§ Source text:

By Sarah Coyne
JOPLIN, Mo. —
There's a small revolution under way in infant care practices, and it has nothing to do with the at-home versus working-mom debates. It's not breast versus bottle, either.
It's a bit more end-result oriented: We're dealing with cloth diapers, folks.
The problem with encouraging new parents to use cloth diapers for their babies is that they've already heard their own parents' opinions. Thirty years ago, cloth diapers -- folded rectangles, safety pins and rubber pants -- were common, and they were commonly reviled. If you weren't dealing with diaper rashes from poorly ventilated bottoms, you were dealing with blowouts and leaking.
It wasn't a formula for fanaticism. When disposable diapers landed, they were a huge hit.
Fast-forward a few decades, though, and the cloth diaper situation is almost unrecognizably different. There are hundreds of brands of cloth diapers on the market now.
You can find organic hemp alongside microfiber or bamboo inserts. And forget about rubber pants -- today's diapers come with breathable outer shells in fashionable patterns of wool or polyurethane-laminated fabric. These shells are easier to use than old-school diapers. Many come with adjustable snaps and buttons, so a baby could wear the exact same outer shells from the newborn stage all the way up through potty training.
New parents who are considering cloth diapers can be overwhelmed by all of their options. There are hybrids, pre-folds, all-in-ones and pocket diapers, often with trademarked closure methods, all promising to be the simplest and most effective.
But cloth users also tend to be zealots -- they cheer loudly and often about the superiority of fluffy bottoms. Here are some things to consider if you're still trying to decide whether or not cloth diapering is right for your family.
Entrance fees into the cloth-diapering game are not cheap. One pocket diaper can cost anywhere from $12 to $18, including the necessary inserts. You'll want about 24 diaper sets so you're not bound to be washing diapers every single day, plus a few extra-absorbency inserts for nighttime use. When the initial outlay is compared with what you would have spent on disposables, things get interesting.
Whitney Weston, a local mom, spent about $300 to begin her cloth diaper stash, buying some new and some second-hand. She calculated that she would have been spending at least $20 per week, or roughly $1,000 a year, if she'd been using disposables. If her son, Evan, is completely potty-trained by 3 years old, she will have saved somewhere in the range of $2,700.
Extend those same diapers across multiple children, and she's got a winning formula.
Saving the earth
Besides money, there's another thing you'll definitely be saving if you choose cloth: landfills. One child can use thousands of disposable diapers during babyhood, with each one going to a landfill.

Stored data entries
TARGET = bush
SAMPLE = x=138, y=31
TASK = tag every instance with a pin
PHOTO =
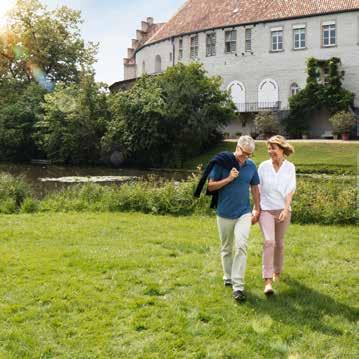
x=331, y=201
x=316, y=201
x=13, y=192
x=321, y=201
x=342, y=122
x=266, y=124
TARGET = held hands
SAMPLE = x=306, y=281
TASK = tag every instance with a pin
x=233, y=174
x=283, y=215
x=255, y=216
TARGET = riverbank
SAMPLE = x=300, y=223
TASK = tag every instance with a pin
x=335, y=158
x=142, y=286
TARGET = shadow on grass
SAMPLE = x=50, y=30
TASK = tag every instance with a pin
x=300, y=305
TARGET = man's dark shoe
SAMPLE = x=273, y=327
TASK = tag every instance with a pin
x=239, y=296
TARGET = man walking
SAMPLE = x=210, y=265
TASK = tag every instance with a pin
x=234, y=215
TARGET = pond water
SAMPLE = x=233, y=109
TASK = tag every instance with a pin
x=47, y=178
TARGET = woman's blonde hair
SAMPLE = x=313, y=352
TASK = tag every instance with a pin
x=282, y=143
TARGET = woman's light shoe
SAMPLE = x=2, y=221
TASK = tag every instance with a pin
x=268, y=290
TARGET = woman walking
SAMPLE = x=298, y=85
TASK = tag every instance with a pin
x=277, y=187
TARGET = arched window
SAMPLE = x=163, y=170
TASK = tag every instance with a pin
x=143, y=67
x=158, y=64
x=268, y=94
x=294, y=89
x=238, y=93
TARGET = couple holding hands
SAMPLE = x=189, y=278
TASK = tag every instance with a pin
x=231, y=175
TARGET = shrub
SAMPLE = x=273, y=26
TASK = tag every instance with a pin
x=316, y=201
x=13, y=192
x=342, y=122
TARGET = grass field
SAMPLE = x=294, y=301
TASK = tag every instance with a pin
x=309, y=156
x=141, y=286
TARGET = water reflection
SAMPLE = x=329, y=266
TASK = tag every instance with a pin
x=63, y=176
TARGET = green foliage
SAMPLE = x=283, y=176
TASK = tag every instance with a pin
x=44, y=46
x=331, y=201
x=74, y=121
x=20, y=105
x=267, y=124
x=327, y=93
x=316, y=200
x=13, y=192
x=166, y=119
x=342, y=122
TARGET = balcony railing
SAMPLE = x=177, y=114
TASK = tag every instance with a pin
x=258, y=106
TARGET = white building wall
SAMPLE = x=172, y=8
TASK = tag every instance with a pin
x=284, y=67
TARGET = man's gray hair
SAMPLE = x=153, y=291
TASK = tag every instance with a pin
x=247, y=143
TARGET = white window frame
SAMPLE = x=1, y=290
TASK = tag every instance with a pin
x=194, y=40
x=275, y=34
x=294, y=89
x=230, y=41
x=248, y=39
x=211, y=40
x=299, y=30
x=180, y=49
x=328, y=26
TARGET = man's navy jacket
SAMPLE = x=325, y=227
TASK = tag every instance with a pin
x=226, y=160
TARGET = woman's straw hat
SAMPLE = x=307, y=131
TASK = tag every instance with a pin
x=282, y=143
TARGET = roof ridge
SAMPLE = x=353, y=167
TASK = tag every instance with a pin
x=197, y=15
x=167, y=22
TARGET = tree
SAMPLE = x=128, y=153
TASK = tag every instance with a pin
x=74, y=122
x=164, y=120
x=20, y=105
x=329, y=95
x=44, y=46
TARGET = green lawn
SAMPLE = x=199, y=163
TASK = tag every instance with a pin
x=142, y=286
x=309, y=157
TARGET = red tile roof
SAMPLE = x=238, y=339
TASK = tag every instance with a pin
x=196, y=15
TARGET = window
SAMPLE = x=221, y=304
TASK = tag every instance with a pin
x=248, y=44
x=143, y=67
x=180, y=49
x=194, y=47
x=299, y=38
x=294, y=89
x=211, y=44
x=329, y=35
x=277, y=40
x=230, y=41
x=158, y=64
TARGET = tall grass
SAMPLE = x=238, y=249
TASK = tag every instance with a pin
x=322, y=201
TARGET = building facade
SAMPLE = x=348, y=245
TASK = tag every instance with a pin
x=259, y=48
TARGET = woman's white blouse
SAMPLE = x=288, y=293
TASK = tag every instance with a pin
x=275, y=186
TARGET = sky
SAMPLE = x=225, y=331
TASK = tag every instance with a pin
x=113, y=24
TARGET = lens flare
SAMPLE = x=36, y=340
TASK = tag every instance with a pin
x=5, y=6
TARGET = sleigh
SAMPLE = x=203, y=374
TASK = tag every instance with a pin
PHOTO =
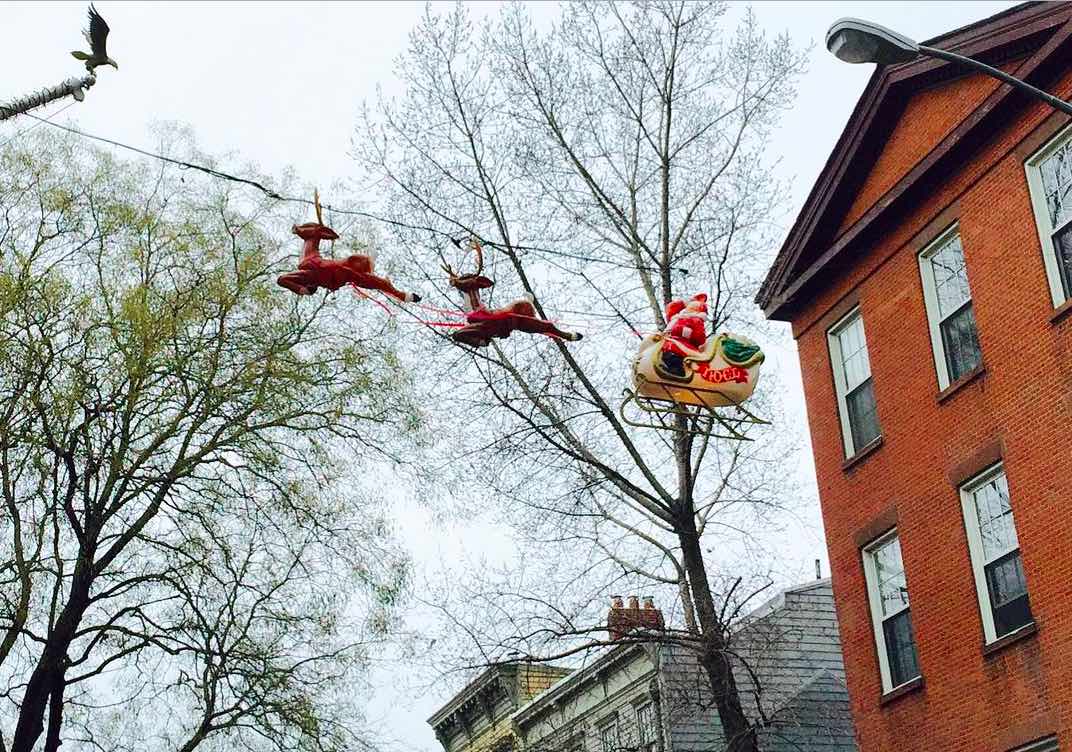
x=701, y=394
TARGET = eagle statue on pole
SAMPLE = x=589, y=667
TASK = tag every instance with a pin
x=98, y=38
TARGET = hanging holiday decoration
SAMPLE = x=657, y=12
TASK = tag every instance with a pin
x=316, y=271
x=682, y=377
x=482, y=324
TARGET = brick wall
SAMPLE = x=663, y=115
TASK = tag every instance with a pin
x=1021, y=408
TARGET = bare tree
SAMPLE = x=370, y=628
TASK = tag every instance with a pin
x=610, y=163
x=188, y=556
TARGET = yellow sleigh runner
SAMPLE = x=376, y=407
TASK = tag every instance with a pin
x=698, y=392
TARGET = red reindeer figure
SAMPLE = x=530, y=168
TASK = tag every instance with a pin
x=482, y=324
x=315, y=271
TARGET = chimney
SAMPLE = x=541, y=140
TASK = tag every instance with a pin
x=621, y=620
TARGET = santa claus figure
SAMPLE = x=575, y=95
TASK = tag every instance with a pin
x=685, y=333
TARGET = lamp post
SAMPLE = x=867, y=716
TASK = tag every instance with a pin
x=853, y=40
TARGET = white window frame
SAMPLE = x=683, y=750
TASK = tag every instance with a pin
x=875, y=601
x=840, y=386
x=931, y=300
x=641, y=741
x=1042, y=221
x=976, y=550
x=605, y=725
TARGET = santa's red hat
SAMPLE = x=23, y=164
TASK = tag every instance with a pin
x=673, y=308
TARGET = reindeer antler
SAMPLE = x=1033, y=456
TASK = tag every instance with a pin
x=479, y=254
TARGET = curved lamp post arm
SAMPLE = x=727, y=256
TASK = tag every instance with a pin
x=854, y=40
x=1054, y=102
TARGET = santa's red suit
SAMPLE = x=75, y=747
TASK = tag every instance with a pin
x=686, y=325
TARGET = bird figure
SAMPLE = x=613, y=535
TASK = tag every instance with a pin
x=98, y=38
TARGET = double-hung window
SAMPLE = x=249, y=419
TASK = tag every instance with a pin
x=888, y=593
x=852, y=382
x=1050, y=180
x=950, y=314
x=609, y=740
x=645, y=725
x=995, y=555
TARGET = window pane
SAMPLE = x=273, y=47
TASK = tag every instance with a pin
x=901, y=648
x=951, y=277
x=608, y=737
x=892, y=588
x=1062, y=244
x=863, y=414
x=996, y=526
x=645, y=723
x=961, y=342
x=1057, y=181
x=1005, y=578
x=853, y=348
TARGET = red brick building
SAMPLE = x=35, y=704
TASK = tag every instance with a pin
x=928, y=283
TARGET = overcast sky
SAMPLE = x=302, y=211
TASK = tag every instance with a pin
x=281, y=84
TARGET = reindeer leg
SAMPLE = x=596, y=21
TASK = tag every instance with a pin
x=370, y=281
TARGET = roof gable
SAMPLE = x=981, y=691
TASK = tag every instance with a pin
x=837, y=214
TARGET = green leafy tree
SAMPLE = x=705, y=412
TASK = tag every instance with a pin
x=188, y=554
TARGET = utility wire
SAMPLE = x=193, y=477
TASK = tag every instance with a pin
x=354, y=212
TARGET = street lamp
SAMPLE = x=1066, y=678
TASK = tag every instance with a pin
x=853, y=40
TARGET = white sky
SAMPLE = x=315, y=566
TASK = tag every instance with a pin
x=281, y=84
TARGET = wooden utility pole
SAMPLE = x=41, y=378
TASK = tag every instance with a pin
x=72, y=87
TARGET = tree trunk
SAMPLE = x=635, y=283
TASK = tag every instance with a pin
x=55, y=716
x=49, y=673
x=740, y=735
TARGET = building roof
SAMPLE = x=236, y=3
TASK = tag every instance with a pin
x=496, y=679
x=1040, y=33
x=791, y=644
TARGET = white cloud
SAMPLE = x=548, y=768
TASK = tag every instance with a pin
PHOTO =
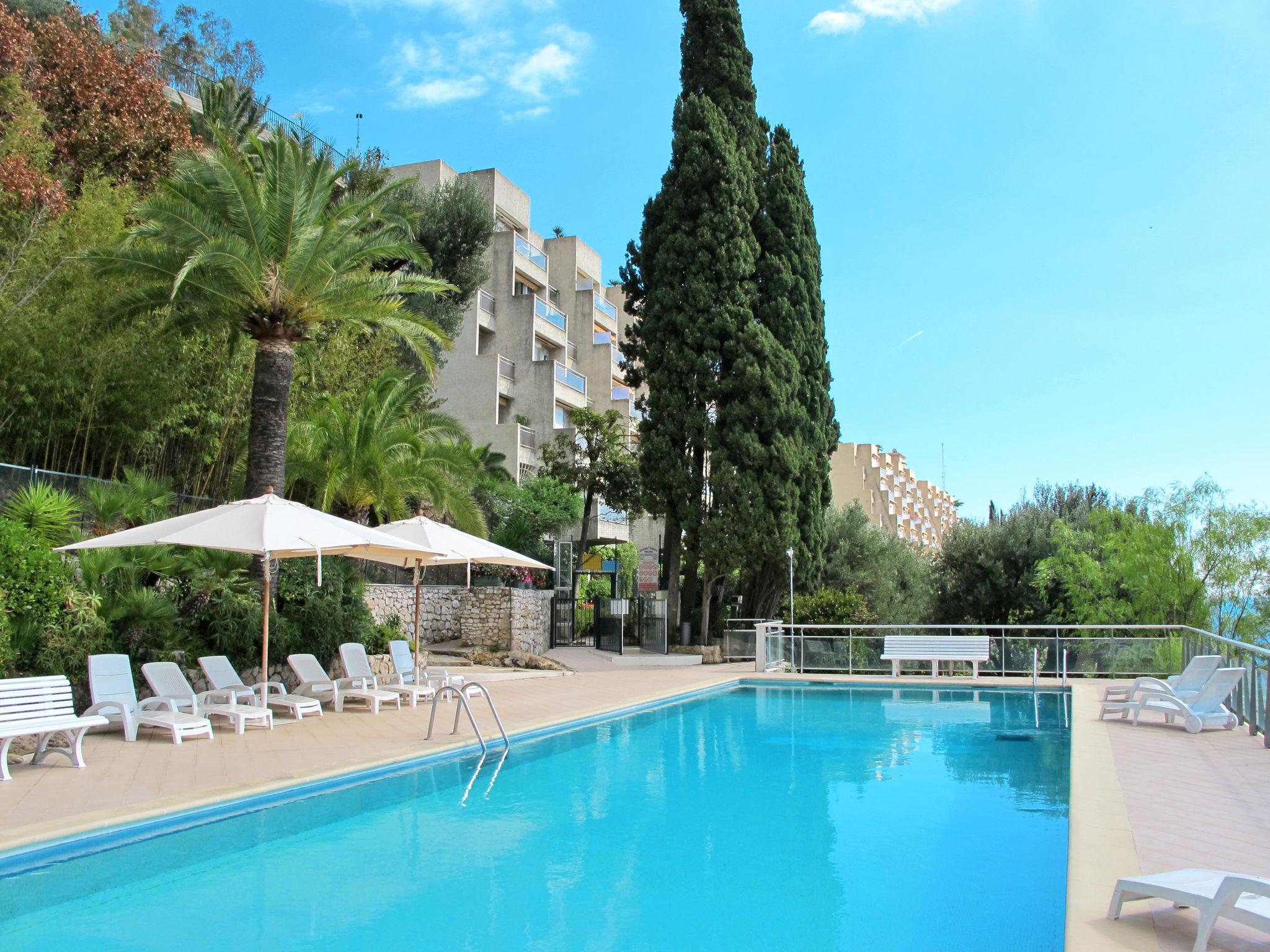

§ Exercises:
**a.** Answer these questions using the cloth diaper article:
(i) What did cloth diapers consist of thirty years ago?
(ii) How much can one pocket diaper cost, including the necessary inserts?
(iii) About how much did Whitney Weston spend to begin her cloth diaper stash?
**b.** Extend the cloth diaper article, picking up right after its final sentence.

§ Answer list:
**a.**
(i) Folded rectangles, safety pins and rubber pants.
(ii) Anywhere from $12 to $18.
(iii) About $300.

**b.**
Plastic and chemicals do not biodegrade very efficiently, meaning the earth is riddled with old, poopy diapers. Cloth, on the other hand, can be passed down to friends and family, or sold for a bit of profit. Sun-bleached and properly cleaned, cloth can last years and remove tons of waste from our already overburdened earth.
Happy to help
With so many options available, cloth diapers can seem unnecessarily intimidating. To sidestep all the confusion, find a friend who uses cloth and start asking questions.
Cloth diapering families seem especially enchanted with the method. They'll probably welcome you into their homes, show you their newly installed toilet sprayer, demonstrate their laundry habits and let you play with the real thing in person. If your luck holds out, the baby will have a fecally impressive performance to prove the worthiness of his or her cloth diaper.
Messes no matter what
New moms and dads may not have realized it yet, but they'll be dealing with lots of bodily evacuation in the coming months and years of parenthood. When you start worrying that you'll be grossed out by scraping yucky stuff from a cloth diaper, remember this: You'll be scraping yucky stuff regardless.
Babies are notoriously explosive. Even if you choose not to cloth diaper, you'll be cleaning slimy stains with surprising frequency. If you do use cloth, they can be added to your baby's other laundry or thrown in with the household towels, making for not much more work than you'll already be doing.
Before you strike down cloth diapering, remember that it doesn't have to be an all-or-nothing ordeal. Start small. Try a handful of diaper brands to get a feel for what you like best, and use disposables in the meantime.
To lessen your worries, find a baby boutique, explore the merchandise, and consider this your first battle won: You'll never fear cloth diapers again.